(DATA PROVIDED):
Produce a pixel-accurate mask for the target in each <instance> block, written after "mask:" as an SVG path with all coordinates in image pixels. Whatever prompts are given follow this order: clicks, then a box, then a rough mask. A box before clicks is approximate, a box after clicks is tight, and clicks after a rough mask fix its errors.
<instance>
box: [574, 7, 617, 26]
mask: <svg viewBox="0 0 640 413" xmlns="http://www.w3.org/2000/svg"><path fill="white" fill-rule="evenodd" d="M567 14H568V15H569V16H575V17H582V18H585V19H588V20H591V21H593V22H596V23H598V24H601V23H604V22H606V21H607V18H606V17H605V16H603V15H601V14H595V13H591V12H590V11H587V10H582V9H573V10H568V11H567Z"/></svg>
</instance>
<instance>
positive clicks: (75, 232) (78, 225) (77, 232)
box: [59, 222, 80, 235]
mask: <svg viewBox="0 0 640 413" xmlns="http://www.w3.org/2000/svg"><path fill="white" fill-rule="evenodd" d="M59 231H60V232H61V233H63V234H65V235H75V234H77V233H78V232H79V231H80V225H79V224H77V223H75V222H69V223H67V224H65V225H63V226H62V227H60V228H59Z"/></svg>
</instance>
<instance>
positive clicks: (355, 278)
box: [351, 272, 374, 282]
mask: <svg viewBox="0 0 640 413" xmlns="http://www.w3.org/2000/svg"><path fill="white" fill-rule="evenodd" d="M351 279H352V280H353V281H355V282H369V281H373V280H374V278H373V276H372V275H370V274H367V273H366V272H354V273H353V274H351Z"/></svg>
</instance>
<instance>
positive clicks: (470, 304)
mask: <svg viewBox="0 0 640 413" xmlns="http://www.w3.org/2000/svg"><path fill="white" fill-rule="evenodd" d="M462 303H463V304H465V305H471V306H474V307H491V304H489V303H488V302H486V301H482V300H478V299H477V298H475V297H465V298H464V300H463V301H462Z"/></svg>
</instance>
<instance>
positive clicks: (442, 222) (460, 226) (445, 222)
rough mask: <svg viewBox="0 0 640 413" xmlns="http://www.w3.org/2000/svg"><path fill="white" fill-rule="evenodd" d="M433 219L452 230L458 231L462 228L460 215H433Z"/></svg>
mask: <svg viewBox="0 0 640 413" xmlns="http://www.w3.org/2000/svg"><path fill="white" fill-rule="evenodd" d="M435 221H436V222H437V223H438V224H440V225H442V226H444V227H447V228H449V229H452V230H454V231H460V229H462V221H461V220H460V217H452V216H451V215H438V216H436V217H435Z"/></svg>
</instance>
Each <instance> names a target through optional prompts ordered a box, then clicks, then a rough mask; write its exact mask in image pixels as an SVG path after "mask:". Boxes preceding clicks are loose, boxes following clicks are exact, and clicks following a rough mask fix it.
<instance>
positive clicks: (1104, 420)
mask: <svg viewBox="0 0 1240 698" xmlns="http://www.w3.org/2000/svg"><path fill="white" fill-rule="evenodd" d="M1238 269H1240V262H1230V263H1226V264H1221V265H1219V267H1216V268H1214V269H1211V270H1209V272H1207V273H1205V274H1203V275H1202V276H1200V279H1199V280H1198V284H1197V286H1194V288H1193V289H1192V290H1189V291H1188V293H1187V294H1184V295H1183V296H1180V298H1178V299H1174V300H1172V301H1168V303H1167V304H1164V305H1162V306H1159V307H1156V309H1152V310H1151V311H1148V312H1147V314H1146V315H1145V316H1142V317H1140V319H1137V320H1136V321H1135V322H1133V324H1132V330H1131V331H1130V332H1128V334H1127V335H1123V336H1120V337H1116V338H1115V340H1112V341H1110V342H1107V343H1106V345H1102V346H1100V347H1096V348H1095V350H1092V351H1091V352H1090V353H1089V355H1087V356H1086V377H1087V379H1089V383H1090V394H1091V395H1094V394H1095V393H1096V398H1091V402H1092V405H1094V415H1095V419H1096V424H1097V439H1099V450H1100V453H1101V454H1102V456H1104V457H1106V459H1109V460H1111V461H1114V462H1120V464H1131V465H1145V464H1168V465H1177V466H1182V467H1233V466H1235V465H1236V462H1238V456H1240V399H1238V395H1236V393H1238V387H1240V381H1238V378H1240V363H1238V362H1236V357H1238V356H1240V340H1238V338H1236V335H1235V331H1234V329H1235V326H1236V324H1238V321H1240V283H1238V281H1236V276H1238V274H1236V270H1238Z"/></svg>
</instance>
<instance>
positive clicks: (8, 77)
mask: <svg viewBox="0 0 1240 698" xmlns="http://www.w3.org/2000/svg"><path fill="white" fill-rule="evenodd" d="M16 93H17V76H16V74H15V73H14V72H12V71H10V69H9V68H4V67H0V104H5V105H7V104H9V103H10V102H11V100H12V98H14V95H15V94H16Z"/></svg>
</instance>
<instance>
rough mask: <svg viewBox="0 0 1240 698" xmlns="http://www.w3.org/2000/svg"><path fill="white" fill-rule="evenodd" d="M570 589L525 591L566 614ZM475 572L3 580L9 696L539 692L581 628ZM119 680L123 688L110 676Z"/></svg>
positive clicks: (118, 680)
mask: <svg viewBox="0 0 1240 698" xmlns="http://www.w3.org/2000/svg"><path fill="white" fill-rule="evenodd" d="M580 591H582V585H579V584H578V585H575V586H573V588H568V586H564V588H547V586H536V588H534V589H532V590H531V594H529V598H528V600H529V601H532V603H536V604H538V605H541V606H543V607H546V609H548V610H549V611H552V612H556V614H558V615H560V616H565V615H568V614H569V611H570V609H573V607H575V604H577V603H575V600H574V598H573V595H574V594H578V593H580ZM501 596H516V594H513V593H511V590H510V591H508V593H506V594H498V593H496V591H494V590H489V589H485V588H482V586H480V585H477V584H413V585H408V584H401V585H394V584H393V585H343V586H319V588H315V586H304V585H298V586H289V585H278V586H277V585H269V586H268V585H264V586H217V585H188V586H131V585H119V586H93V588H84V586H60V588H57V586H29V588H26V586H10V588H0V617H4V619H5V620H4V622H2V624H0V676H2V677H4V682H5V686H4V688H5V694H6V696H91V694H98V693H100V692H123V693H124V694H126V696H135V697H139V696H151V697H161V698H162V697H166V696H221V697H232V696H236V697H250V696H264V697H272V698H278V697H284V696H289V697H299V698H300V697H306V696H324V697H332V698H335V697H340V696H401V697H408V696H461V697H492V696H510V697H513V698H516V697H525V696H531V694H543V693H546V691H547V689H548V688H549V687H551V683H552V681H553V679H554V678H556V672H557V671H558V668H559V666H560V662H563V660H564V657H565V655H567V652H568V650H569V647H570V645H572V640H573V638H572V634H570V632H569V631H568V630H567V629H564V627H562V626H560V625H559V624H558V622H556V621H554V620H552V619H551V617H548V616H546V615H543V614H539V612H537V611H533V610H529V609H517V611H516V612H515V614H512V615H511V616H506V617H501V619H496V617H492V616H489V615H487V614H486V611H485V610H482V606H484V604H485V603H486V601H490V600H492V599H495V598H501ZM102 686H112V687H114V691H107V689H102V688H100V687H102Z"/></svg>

(WORK TO BE COMPLETED): Write the entries above out again, verbatim.

(RESPONSE FOR THIS EXERCISE):
Produce a pixel-accurate mask for the target in each <instance> block, written after "mask:" as an SVG path with all coordinates in image pixels. Whatever prompts are given follow this order: clicks, then a box, then a rough mask. A box before clicks is approximate, a box after clicks is tight, and clicks after a rough mask fix its errors.
<instance>
box: [574, 7, 617, 26]
mask: <svg viewBox="0 0 640 413" xmlns="http://www.w3.org/2000/svg"><path fill="white" fill-rule="evenodd" d="M567 14H568V15H569V16H575V17H582V18H585V19H588V20H591V21H593V22H596V23H598V24H601V23H604V22H606V21H607V18H606V17H605V16H603V15H601V14H595V13H591V12H590V11H587V10H582V9H573V10H568V11H567Z"/></svg>
</instance>
<instance>
positive clicks: (75, 232) (78, 225) (77, 232)
box: [59, 222, 80, 235]
mask: <svg viewBox="0 0 640 413" xmlns="http://www.w3.org/2000/svg"><path fill="white" fill-rule="evenodd" d="M59 231H60V232H61V233H63V234H65V235H75V234H77V233H78V232H79V231H80V225H79V224H77V223H75V222H69V223H67V224H65V225H63V226H62V227H60V228H59Z"/></svg>
</instance>
<instance>
positive clicks: (355, 278)
box: [351, 272, 374, 282]
mask: <svg viewBox="0 0 640 413" xmlns="http://www.w3.org/2000/svg"><path fill="white" fill-rule="evenodd" d="M351 279H352V280H353V281H355V282H369V281H373V280H374V278H373V276H372V275H370V274H367V273H366V272H354V273H353V274H351Z"/></svg>
</instance>
<instance>
positive clicks: (470, 304)
mask: <svg viewBox="0 0 640 413" xmlns="http://www.w3.org/2000/svg"><path fill="white" fill-rule="evenodd" d="M462 303H463V304H465V305H471V306H474V307H491V304H489V303H488V302H486V301H482V300H478V299H477V298H475V297H465V298H464V300H463V301H462Z"/></svg>
</instance>
<instance>
positive clicks: (442, 222) (460, 226) (445, 222)
rough mask: <svg viewBox="0 0 640 413" xmlns="http://www.w3.org/2000/svg"><path fill="white" fill-rule="evenodd" d="M433 219L452 230L458 231L462 228L460 215H433Z"/></svg>
mask: <svg viewBox="0 0 640 413" xmlns="http://www.w3.org/2000/svg"><path fill="white" fill-rule="evenodd" d="M435 221H436V222H437V223H438V224H440V225H442V226H444V227H447V228H449V229H452V230H454V231H460V229H462V221H461V220H460V217H452V216H451V215H438V216H436V217H435Z"/></svg>
</instance>
Each <instance> names a target through optional prompts ordered a box, then clicks, then a rough mask; write its exact mask in image pixels as an SVG path after "mask:". Boxes preceding clicks are loose, boxes following clicks are exact, and clicks following a rough mask fix it.
<instance>
positive clicks: (1104, 420)
mask: <svg viewBox="0 0 1240 698" xmlns="http://www.w3.org/2000/svg"><path fill="white" fill-rule="evenodd" d="M1238 269H1240V262H1230V263H1226V264H1221V265H1219V267H1216V268H1214V269H1211V270H1209V272H1207V273H1205V274H1203V275H1202V276H1200V279H1199V280H1198V284H1197V286H1194V288H1193V289H1192V290H1189V291H1188V293H1187V294H1184V295H1183V296H1180V298H1178V299H1174V300H1172V301H1168V303H1167V304H1164V305H1162V306H1159V307H1156V309H1152V310H1151V311H1148V312H1147V314H1146V315H1145V316H1142V317H1140V319H1137V320H1136V321H1135V322H1133V324H1132V330H1131V331H1130V332H1128V334H1127V335H1123V336H1120V337H1116V338H1115V340H1112V341H1110V342H1107V343H1106V345H1102V346H1100V347H1096V348H1095V350H1092V351H1091V352H1090V353H1089V355H1087V356H1086V377H1087V379H1089V383H1090V394H1091V395H1094V394H1095V393H1096V398H1091V402H1092V405H1094V415H1095V419H1096V424H1097V439H1099V450H1100V453H1101V454H1102V456H1104V457H1106V459H1109V460H1111V461H1114V462H1120V464H1131V465H1145V464H1168V465H1177V466H1182V467H1233V466H1235V465H1236V462H1238V456H1240V399H1238V395H1236V393H1238V387H1240V381H1238V378H1240V363H1238V362H1236V357H1238V356H1240V340H1238V338H1236V335H1235V331H1234V329H1235V326H1236V324H1238V321H1240V283H1238V281H1236V276H1238V274H1236V270H1238Z"/></svg>
</instance>
<instance>
positive clicks: (8, 77)
mask: <svg viewBox="0 0 1240 698" xmlns="http://www.w3.org/2000/svg"><path fill="white" fill-rule="evenodd" d="M16 93H17V76H16V74H15V73H14V72H12V71H10V69H9V68H4V67H0V104H5V105H7V104H9V103H10V102H11V100H12V98H14V95H15V94H16Z"/></svg>
</instance>
<instance>
rough mask: <svg viewBox="0 0 1240 698" xmlns="http://www.w3.org/2000/svg"><path fill="white" fill-rule="evenodd" d="M570 589L525 591L566 614ZM475 572L3 580L9 696L539 692L581 628ZM119 680L123 688L110 676Z"/></svg>
positive clicks: (118, 680)
mask: <svg viewBox="0 0 1240 698" xmlns="http://www.w3.org/2000/svg"><path fill="white" fill-rule="evenodd" d="M580 591H582V585H579V584H578V585H575V586H573V588H568V586H564V588H547V586H536V588H534V589H532V590H531V594H529V598H528V600H529V601H532V603H536V604H538V605H541V606H543V607H546V609H548V610H549V611H552V612H556V614H558V615H560V616H565V615H568V614H569V611H570V609H573V607H575V604H577V603H575V600H574V598H573V595H574V594H578V593H580ZM501 596H516V594H513V593H511V590H510V591H508V593H506V594H498V593H496V591H494V590H489V589H485V588H482V586H480V585H477V584H413V585H408V584H401V585H394V584H393V585H343V586H319V588H315V586H304V585H298V586H289V585H278V586H277V585H269V586H268V585H264V586H217V585H188V586H131V585H119V586H93V588H84V586H60V588H57V586H29V588H26V586H10V588H0V617H4V619H5V620H4V622H2V624H0V676H2V677H4V682H5V686H4V688H5V694H6V696H91V694H98V693H100V692H123V693H124V694H126V696H135V697H139V696H151V697H161V698H162V697H166V696H221V697H232V696H236V697H250V696H264V697H272V698H278V697H284V696H289V697H299V698H300V697H306V696H324V697H332V698H335V697H340V696H401V697H408V696H461V697H492V696H510V697H513V698H516V697H525V696H531V694H543V693H546V691H547V689H548V688H549V687H551V683H552V681H553V679H554V678H556V672H557V671H558V668H559V666H560V662H563V660H564V657H565V655H567V652H568V650H569V647H570V645H572V640H573V638H572V634H570V632H569V631H568V630H567V629H564V627H562V626H560V625H559V624H558V622H556V621H554V620H552V619H551V617H548V616H546V615H543V614H539V612H537V611H533V610H529V609H517V611H516V612H515V614H512V615H511V616H506V617H501V619H496V617H492V616H489V615H487V614H486V611H485V610H482V606H484V604H485V603H486V601H490V600H492V599H495V598H501ZM102 686H112V687H114V691H107V689H102V688H100V687H102Z"/></svg>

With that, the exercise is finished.